- WHAT YOU WILL DO
Every line of the data below is to be written out again exactly.

- INFORMATION SUPPLIED
== == ==

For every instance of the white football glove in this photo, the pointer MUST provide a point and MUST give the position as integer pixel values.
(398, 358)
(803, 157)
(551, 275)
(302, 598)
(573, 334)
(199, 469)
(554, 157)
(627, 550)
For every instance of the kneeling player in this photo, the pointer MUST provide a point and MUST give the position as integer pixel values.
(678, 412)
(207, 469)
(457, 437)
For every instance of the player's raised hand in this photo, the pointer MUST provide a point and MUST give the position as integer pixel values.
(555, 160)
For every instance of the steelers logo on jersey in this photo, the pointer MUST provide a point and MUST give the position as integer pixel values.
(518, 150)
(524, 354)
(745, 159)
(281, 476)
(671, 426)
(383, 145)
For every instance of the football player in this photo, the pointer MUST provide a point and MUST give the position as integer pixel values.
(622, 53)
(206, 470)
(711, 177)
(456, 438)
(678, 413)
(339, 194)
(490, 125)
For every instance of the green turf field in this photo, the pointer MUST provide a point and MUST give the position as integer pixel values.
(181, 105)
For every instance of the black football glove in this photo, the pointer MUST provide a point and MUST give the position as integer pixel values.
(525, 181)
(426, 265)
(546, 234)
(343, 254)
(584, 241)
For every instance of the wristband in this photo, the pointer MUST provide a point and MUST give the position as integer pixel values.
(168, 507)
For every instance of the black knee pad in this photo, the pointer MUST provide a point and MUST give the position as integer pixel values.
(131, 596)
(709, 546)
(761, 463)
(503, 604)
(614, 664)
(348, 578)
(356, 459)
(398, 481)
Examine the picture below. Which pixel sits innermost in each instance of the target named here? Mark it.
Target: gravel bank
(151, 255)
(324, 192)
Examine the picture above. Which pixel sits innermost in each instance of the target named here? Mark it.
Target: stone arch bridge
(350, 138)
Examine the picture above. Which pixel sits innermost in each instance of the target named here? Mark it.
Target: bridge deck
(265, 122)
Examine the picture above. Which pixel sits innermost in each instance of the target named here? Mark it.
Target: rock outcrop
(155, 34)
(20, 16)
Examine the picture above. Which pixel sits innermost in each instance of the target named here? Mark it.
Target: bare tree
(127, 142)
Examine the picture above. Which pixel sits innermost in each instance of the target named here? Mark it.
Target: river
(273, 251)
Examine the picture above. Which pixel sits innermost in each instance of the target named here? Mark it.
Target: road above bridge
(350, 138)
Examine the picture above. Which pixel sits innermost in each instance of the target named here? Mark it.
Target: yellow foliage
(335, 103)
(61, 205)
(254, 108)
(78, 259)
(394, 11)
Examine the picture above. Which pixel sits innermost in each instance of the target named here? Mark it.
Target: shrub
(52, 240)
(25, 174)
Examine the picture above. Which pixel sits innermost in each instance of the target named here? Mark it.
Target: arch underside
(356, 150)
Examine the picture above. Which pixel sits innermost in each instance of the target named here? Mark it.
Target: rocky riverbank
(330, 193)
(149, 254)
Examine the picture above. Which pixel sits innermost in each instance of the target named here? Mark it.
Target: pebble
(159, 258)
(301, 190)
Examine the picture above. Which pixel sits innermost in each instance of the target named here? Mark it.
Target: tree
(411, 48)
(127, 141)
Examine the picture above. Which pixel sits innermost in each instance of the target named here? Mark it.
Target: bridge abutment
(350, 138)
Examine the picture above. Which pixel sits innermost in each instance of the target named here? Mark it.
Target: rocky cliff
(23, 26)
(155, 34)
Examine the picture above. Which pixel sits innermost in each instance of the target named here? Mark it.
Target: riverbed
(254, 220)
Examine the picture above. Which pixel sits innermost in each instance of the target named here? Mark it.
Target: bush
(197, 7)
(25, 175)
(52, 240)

== == ==

- ANSWER BOX
For every instance of the white football glove in this photo, the pointer MUST provide a point and MUST give the position as integer pixel values.
(398, 358)
(803, 157)
(551, 275)
(302, 598)
(573, 334)
(199, 469)
(554, 157)
(627, 550)
For every instance of the kneeling player in this photo, the pointer MUST provide a point and MUST give the position as integer pixel values.
(678, 412)
(207, 469)
(457, 437)
For every instance of the player's raised hand in this photo, the pointer MUST provide a point and MUST give the position as integer pixel values.
(555, 160)
For every instance of the steelers logo on jersey in this photo, the pointer MUST provide a point and MUST give the position as integer pixel values.
(518, 150)
(524, 354)
(745, 159)
(281, 476)
(671, 426)
(383, 145)
For every instance of the football player in this photo, the pointer MUST provide a point and MUST give the position as integer pixel values.
(622, 53)
(206, 470)
(711, 177)
(456, 438)
(678, 413)
(339, 194)
(490, 125)
For every instance of the green turf field in this photo, the pointer MUST provide a point and MUST give the position as integer pixel values.
(181, 105)
For every instance of the black football glove in this photo, the pointer MUST provide a point and MUST give the position as integer pixel values.
(525, 181)
(426, 265)
(546, 234)
(343, 254)
(584, 241)
For every instance of the wristband in this photo, the pointer MUST provide a point and MUST give the position as integer pixel values.
(168, 507)
For every instance of the black knee pad in this photo, the pointer MUST provide a point and MUST give the position as integer pixel values.
(131, 596)
(709, 546)
(761, 463)
(503, 604)
(614, 664)
(348, 578)
(356, 459)
(398, 481)
Examine the picture below. Which pixel sits innermost in each instance of the target named here? Mark it.
Target: gravel bank
(151, 255)
(324, 192)
Examine the picture above. Which pixel sits innermost in each instance of the target named here? Mark it.
Target: stone arch bridge
(350, 138)
Examine the picture above. Which pixel sits innermost in each instance of the target named here? Mark it.
Target: bridge deck
(265, 122)
Examine the picture above. Which pixel sits innermost in each instance of the target named here? Mark it.
Target: rock outcrop
(155, 34)
(20, 16)
Examine the picture above. Which pixel sits innermost in each instance of the target named here? Mark it.
Target: bare tree
(127, 142)
Examine the picture above. Which pixel sits innermost in each instance of the target named here? Mark it.
Target: river
(273, 251)
Examine the picture above. Which pixel sits innermost in each instance of the target named here? Mark it.
Target: road above bridge
(350, 138)
Examine the picture above. Which pixel sits innermost in each instance of the target named here? Mark it.
Target: yellow foliage
(335, 103)
(61, 205)
(254, 108)
(78, 259)
(394, 11)
Examine the picture above. Which pixel sits innermost in each instance of the target named here? Mark it.
Target: shrub
(52, 240)
(25, 174)
Examine the picture above. Which pixel sits innermost in each instance of the target named here? Mark it.
Target: arch underside
(356, 150)
Examine the picture above. Which pixel sits innermost in each instance of the target named here? Mark it.
Target: rocky riverbank
(330, 193)
(149, 254)
Examine the picture above. Which pixel sits innermost in each instance of the target named here? Mark it.
Target: pebble
(159, 258)
(301, 190)
Examine the picture above. Which pixel sits innermost in each instance of the target named here? Mark it.
Target: tree
(411, 48)
(127, 141)
Examine the picture above. Which pixel sits innermost in each instance of the target named here? Mark it.
Target: bridge abutment
(350, 138)
Examine the picture above. Which pixel sits innermost in each instance of the target named here? Mark it.
Target: rocky cliff
(23, 26)
(155, 34)
Examine the picture above. Which pixel sits innermost in each instance of the target named here? Mark it.
Target: riverbed
(254, 220)
Examine the picture above. Which pixel sits innermost in each instance of the target named here? Mark it.
Target: bush
(197, 7)
(25, 175)
(52, 240)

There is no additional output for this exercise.